### TASK DETAILS
Copy out the full passage on Baloch leaders' reaction to the Indo-Pakistani joint statement, word for word.

### EXTRACTED TEXT
────
A logical reaction to the Indo-Pakistani joint statement with a reference to Baluchistan was the fulsome praise from Baluch freedom fighters, exiled from their homeland. Suleiman Khan, the United Kingdom-based heir to the throne of the Khanate of Kalat, is among those who hope that the Indo-Pak Declaration will lead to international intervention in the conflict in his province. “We earnestly hope,” he said “that India will now act on its moral responsibility to raise the Balochistan issue with Pakistan and the world.
“In this century,” Khan said, “India has acquired great influence and power. With power come obligations. We are surprised that India, despite claiming that it is a democracy and a supporter of human rights, has so far chosen not to take a proactive role in Balochistan.”
Wahid Baloch, president of the Baloch Society of North America, agreed. “It is imperative,” he says, “for India to speak up now against the terrorism perpetrated by the Pakistan Army in Balochistan.”
For a variety of reasons,’ he argued, “India has been very hesitant to support the Baloch cause, even though among all nations it is the only one to have voiced some concern for our plight. But if Pakistan can provide support for groups in Jammu & Kashmir, and raise the issue on every available international forum, why is India hesitant to do the same for our people?”
Both leaders were insistent that India had no role in supporting Baloch insurgents-but both said New Delhi ought to offer Baloch insurgent military support. “As far as I know,” Khan said, “there is no Indian support for Baloch freedom fighters. If there were, I would welcome it”.
────
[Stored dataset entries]
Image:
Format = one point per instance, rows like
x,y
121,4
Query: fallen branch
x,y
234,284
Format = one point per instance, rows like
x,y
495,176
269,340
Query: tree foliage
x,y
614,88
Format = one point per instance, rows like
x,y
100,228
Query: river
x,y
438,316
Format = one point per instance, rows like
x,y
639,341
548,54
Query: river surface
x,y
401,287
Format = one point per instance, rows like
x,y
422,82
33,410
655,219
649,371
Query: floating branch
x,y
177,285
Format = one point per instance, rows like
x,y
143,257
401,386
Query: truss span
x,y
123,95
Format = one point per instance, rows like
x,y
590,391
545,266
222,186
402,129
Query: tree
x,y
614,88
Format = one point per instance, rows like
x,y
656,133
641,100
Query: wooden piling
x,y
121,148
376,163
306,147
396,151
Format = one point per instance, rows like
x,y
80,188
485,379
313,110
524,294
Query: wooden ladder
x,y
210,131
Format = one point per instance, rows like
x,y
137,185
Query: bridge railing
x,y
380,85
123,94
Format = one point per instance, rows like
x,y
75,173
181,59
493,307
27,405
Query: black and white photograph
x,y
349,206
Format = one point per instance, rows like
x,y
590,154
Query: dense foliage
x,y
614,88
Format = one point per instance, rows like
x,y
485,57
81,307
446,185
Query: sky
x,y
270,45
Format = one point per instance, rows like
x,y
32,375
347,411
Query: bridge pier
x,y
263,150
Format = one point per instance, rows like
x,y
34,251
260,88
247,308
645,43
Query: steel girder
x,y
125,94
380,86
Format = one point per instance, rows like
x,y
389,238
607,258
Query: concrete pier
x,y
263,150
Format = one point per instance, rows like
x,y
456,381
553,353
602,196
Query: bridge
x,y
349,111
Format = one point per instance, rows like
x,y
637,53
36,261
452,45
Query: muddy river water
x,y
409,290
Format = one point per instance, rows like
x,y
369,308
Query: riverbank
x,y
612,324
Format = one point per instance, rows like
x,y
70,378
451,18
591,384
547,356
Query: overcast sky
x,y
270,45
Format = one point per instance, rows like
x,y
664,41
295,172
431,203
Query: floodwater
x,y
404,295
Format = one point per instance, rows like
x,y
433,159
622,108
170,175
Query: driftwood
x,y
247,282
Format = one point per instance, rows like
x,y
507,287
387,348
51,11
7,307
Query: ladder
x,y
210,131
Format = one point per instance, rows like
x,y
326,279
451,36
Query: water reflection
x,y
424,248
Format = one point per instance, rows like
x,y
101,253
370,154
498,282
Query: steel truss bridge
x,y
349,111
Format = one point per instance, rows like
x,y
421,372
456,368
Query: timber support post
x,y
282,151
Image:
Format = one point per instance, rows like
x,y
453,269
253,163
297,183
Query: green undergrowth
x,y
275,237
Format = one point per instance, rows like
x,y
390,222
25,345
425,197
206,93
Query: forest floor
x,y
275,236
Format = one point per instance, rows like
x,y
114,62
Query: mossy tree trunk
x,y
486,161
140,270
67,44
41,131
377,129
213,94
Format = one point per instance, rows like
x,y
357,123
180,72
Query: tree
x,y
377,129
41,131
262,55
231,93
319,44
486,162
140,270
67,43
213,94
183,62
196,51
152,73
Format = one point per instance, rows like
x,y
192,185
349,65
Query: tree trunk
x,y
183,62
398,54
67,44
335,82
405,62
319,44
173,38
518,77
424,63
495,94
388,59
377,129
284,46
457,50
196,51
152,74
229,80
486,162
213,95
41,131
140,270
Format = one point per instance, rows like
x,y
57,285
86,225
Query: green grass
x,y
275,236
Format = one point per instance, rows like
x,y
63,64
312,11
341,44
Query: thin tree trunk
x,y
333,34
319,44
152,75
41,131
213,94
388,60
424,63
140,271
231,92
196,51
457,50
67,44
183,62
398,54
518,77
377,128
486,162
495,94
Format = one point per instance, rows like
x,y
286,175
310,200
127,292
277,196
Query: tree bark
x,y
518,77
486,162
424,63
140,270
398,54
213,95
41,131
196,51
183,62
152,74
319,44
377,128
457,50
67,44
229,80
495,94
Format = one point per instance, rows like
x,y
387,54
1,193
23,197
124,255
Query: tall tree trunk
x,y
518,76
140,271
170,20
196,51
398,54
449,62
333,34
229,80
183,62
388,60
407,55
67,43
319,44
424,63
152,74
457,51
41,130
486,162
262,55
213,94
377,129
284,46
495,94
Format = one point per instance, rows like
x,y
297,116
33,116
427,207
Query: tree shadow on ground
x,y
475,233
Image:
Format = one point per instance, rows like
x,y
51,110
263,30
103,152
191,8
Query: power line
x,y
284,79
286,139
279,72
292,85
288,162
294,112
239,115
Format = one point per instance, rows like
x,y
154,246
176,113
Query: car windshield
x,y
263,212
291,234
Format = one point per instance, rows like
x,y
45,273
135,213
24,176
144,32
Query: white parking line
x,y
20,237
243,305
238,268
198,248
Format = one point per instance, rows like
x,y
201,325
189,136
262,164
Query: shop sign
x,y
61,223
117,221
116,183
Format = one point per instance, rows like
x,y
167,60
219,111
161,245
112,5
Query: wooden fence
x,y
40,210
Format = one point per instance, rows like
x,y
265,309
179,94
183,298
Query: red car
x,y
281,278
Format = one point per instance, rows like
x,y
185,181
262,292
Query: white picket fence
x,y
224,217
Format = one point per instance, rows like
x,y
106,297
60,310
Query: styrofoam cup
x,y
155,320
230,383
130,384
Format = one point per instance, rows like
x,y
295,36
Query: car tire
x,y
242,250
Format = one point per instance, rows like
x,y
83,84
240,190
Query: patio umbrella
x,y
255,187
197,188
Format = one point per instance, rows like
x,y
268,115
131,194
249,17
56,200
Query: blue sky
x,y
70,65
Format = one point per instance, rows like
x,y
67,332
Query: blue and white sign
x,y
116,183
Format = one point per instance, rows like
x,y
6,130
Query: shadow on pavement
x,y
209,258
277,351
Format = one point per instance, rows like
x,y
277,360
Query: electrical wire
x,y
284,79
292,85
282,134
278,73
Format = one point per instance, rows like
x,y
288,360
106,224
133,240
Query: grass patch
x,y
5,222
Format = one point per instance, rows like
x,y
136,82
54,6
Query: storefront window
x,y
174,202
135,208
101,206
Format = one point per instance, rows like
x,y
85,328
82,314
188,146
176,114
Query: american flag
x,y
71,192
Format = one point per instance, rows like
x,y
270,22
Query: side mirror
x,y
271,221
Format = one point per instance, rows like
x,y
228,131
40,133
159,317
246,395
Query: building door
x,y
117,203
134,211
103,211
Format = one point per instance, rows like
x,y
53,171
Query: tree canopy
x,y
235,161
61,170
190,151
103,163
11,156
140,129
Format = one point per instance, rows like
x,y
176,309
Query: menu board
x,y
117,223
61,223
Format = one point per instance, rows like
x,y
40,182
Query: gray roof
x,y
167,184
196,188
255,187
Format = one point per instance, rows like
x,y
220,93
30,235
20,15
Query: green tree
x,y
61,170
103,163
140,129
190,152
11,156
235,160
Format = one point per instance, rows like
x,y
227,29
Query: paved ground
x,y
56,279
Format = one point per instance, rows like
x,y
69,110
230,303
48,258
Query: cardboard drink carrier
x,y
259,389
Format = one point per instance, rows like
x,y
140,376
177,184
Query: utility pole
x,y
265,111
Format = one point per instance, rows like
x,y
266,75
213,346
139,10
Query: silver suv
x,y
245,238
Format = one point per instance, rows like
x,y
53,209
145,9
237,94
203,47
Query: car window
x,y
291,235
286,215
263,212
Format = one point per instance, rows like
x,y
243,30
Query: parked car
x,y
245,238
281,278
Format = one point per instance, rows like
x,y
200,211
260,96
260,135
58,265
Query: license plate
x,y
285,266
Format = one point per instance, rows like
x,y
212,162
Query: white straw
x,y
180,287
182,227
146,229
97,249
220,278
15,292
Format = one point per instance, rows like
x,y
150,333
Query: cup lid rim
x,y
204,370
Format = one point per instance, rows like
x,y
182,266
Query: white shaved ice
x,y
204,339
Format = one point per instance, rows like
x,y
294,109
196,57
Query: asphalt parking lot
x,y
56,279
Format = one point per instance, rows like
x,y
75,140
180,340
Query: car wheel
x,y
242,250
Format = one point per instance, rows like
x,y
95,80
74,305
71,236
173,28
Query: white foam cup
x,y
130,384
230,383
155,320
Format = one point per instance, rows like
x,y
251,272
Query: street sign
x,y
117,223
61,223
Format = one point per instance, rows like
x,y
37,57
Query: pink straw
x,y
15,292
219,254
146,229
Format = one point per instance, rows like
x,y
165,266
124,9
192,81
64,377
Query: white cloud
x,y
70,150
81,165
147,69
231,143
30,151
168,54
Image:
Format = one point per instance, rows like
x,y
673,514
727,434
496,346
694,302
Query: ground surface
────
### YOUR RESPONSE
A logical reaction to the Indo-Pakistani joint statement with a reference to Baluchistan was the fulsome praise from Baluch freedom fighters, exiled from their homeland. Suleiman Khan, the United Kingdom-based heir to the throne of the Khanate of Kalat, is among those who hope that the Indo-Pak Declaration will lead to international intervention in the conflict in his province. “We earnestly hope,” he said “that India will now act on its moral responsibility to raise the Balochistan issue with Pakistan and the world.
“In this century,” Khan said, “India has acquired great influence and power. With power come obligations. We are surprised that India, despite claiming that it is a democracy and a supporter of human rights, has so far chosen not to take a proactive role in Balochistan.”
Wahid Baloch, president of the Baloch Society of North America, agreed. “It is imperative,” he says, “for India to speak up now against the terrorism perpetrated by the Pakistan Army in Balochistan.”
For a variety of reasons,’ he argued, “India has been very hesitant to support the Baloch cause, even though among all nations it is the only one to have voiced some concern for our plight. But if Pakistan can provide support for groups in Jammu & Kashmir, and raise the issue on every available international forum, why is India hesitant to do the same for our people?”
Both leaders were insistent that India had no role in supporting Baloch insurgents-but both said New Delhi ought to offer Baloch insurgent military support. “As far as I know,” Khan said, “there is no Indian support for Baloch freedom fighters. If there were, I would welcome it”.